[GIVEN DATA start]

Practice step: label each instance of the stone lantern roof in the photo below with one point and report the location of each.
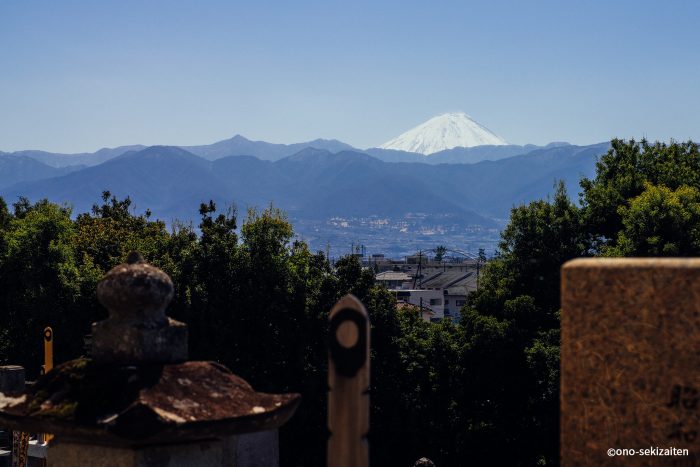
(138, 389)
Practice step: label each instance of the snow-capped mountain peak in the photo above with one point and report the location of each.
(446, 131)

[GIVEN DATA end]
[GIVEN DATA start]

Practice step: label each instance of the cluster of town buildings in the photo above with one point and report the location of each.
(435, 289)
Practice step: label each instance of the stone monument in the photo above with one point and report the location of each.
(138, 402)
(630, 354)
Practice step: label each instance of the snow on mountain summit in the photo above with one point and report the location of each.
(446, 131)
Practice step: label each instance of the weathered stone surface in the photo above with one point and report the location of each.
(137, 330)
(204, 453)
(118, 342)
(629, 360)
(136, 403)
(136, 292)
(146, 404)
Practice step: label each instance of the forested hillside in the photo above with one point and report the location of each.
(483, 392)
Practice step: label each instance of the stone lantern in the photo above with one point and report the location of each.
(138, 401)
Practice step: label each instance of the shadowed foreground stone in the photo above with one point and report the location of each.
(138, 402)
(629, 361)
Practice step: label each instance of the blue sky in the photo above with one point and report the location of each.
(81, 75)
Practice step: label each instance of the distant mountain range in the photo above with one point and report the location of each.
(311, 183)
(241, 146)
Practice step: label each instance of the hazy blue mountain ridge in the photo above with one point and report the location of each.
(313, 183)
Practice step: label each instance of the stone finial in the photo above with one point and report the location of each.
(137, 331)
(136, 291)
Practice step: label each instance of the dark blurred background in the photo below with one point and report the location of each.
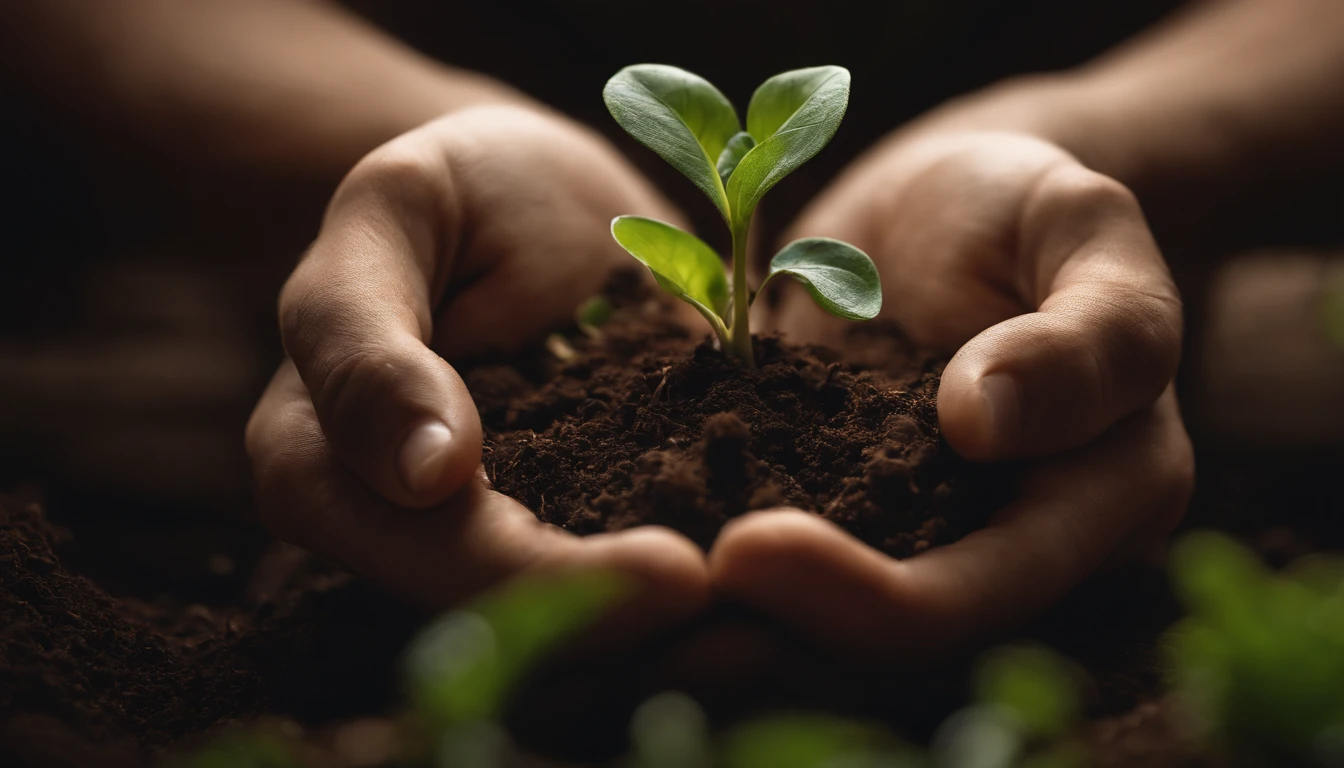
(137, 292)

[GIVEN DATA end]

**INSTRUCTION**
Extract each line of the items above that contains the string "below".

**RESULT OF THIS EXERCISE**
Practice step: label each instance of the stone lantern roof in the photo below with one point and report the location of each.
Practice step: label each instance of the dark blurred background in the photo below with one point and report the location of each.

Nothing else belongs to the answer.